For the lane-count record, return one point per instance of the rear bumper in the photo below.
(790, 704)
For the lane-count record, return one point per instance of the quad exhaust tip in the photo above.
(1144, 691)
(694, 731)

## The request
Repeat every line of the records above, requests included, and shift each coordinate in the answer points up by 123. Leave the numbers in the requests unchanged.

## Problem solution
For the lane-count record, return one point per instance of the rear bumper in the photo below.
(913, 827)
For the lane-count record, return one point per instance of the quad exhaust tip in the photo above.
(1267, 814)
(817, 854)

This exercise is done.